### Task directions
Transfer the lines that begin at the one containing "Target: blue tool cart" and stop after the one containing "0,616 -> 1288,937", keeping each line and adding 16 to every number in the coordinates listed under each "Result:".

### Dataset records

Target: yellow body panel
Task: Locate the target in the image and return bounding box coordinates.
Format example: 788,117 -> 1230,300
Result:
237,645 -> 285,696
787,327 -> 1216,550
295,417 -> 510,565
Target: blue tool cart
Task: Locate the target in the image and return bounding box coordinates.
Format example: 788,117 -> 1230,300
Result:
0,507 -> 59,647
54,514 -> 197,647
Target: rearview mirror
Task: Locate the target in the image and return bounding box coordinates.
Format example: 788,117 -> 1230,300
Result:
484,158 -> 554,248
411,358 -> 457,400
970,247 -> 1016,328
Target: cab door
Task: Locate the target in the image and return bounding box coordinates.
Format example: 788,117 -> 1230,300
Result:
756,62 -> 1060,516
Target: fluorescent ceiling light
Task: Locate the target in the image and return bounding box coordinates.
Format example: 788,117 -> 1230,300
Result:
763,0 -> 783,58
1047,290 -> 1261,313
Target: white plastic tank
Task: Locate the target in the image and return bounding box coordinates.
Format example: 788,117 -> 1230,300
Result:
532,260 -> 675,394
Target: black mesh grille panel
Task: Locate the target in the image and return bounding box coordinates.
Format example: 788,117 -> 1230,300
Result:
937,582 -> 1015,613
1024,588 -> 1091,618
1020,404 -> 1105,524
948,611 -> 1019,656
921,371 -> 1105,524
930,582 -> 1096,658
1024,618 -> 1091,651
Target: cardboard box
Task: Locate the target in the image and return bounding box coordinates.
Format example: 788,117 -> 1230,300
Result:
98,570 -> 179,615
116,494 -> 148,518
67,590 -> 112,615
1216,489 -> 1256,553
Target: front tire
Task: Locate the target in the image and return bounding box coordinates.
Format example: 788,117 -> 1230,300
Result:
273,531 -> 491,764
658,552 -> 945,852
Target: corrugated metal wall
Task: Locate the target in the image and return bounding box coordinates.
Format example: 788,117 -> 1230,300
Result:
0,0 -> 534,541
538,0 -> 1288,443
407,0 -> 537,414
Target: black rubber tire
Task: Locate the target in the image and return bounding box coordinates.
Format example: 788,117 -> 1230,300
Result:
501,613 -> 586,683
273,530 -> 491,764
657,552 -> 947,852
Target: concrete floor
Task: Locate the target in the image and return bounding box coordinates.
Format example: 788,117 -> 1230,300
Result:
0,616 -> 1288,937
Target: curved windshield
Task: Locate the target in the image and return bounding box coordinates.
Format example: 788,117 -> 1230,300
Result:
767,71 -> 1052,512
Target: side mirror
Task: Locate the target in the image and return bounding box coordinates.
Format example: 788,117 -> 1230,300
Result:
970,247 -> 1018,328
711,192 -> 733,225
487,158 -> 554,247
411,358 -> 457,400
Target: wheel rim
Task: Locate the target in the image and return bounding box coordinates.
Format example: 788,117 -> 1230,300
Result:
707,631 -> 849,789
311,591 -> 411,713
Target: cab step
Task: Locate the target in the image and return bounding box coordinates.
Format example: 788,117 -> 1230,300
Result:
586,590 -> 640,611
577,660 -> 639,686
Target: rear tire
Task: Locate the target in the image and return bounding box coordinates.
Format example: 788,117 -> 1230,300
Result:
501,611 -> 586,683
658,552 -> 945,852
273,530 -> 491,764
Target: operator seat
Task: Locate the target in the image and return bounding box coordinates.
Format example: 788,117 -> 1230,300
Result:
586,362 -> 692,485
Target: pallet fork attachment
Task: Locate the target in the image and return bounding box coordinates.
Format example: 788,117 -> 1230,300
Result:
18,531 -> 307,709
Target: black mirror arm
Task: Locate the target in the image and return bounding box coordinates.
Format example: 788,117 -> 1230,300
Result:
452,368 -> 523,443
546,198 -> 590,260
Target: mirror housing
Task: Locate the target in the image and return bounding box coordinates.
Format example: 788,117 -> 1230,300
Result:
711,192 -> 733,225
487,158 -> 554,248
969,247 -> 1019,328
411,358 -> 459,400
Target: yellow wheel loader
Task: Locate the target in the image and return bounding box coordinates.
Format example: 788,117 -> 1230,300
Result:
--
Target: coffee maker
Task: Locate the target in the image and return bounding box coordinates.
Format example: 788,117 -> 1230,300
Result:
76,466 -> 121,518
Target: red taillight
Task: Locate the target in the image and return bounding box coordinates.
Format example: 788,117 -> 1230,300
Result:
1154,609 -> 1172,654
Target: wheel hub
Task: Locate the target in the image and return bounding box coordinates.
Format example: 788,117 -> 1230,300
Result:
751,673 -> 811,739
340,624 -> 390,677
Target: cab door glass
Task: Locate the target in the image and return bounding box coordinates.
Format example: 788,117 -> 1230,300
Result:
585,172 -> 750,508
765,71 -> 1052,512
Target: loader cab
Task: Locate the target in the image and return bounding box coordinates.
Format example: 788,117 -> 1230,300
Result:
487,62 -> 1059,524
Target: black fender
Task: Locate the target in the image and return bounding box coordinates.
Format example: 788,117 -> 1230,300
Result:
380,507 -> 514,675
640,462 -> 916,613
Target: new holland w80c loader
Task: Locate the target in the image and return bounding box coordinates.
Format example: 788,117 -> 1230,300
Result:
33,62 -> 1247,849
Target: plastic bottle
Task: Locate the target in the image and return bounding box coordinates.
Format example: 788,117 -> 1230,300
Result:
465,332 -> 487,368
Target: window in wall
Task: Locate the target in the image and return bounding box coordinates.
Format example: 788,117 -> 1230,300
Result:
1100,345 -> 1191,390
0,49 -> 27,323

### Complete response
Target: blue tool cart
Task: Locate the target in the image and return bounding box coordinates.
Format example: 788,117 -> 1230,300
Result:
16,523 -> 75,663
70,530 -> 213,663
Target: rearview mirror
Task: Locate the target in the image and return bounding box coordinates.
Format example: 788,117 -> 1230,300
Result:
500,174 -> 570,264
427,374 -> 473,416
986,263 -> 1032,344
Target: cab door
Task: Locate the target in the image and return bounding box coordinates.
Format example: 788,117 -> 1230,300
Result:
772,78 -> 1076,532
Target: fluorescent ceiling light
Task: Locate the target in the image and return bounding box coordinates.
Format example: 788,117 -> 1230,300
Result:
779,16 -> 799,74
1063,306 -> 1277,329
Target: white plastic tank
Task: Locate the target in the image and return bounding box coordinates.
Format example: 788,117 -> 1230,300
Result:
548,276 -> 691,410
Target: black mesh grille panel
Task: Locate the target in the image and return bounding box coordinates.
Format example: 788,117 -> 1230,300
Result:
953,598 -> 1031,629
1040,604 -> 1107,634
1036,420 -> 1121,540
964,627 -> 1035,672
937,387 -> 1121,540
946,598 -> 1112,674
1040,634 -> 1107,667
Target: cardboard box
Task: Locate the target in the image and return bounding box coordinates.
Format example: 788,117 -> 1230,300
Result:
114,586 -> 195,631
132,510 -> 164,534
83,606 -> 128,631
1232,505 -> 1272,569
Target: front tire
Task: Locate the target in the image and return bounding box coordinates.
Format example: 788,117 -> 1230,300
Result:
289,547 -> 507,780
674,568 -> 961,868
Target: corrugated metal wall
Task: Locate the target in the image and return bounding box coordinates.
Format example: 788,117 -> 1230,300
Result:
16,16 -> 550,557
554,16 -> 1304,459
423,16 -> 553,430
Target: black rubber tire
Task: Locate the target in the image and return bounding box coordinates.
Format example: 788,117 -> 1230,300
Result:
517,629 -> 602,699
289,546 -> 507,780
673,568 -> 963,868
Target: concrete floor
Task: Locate the target in the image and return bounding box coordinates.
Format example: 788,117 -> 1230,300
Result:
16,632 -> 1304,953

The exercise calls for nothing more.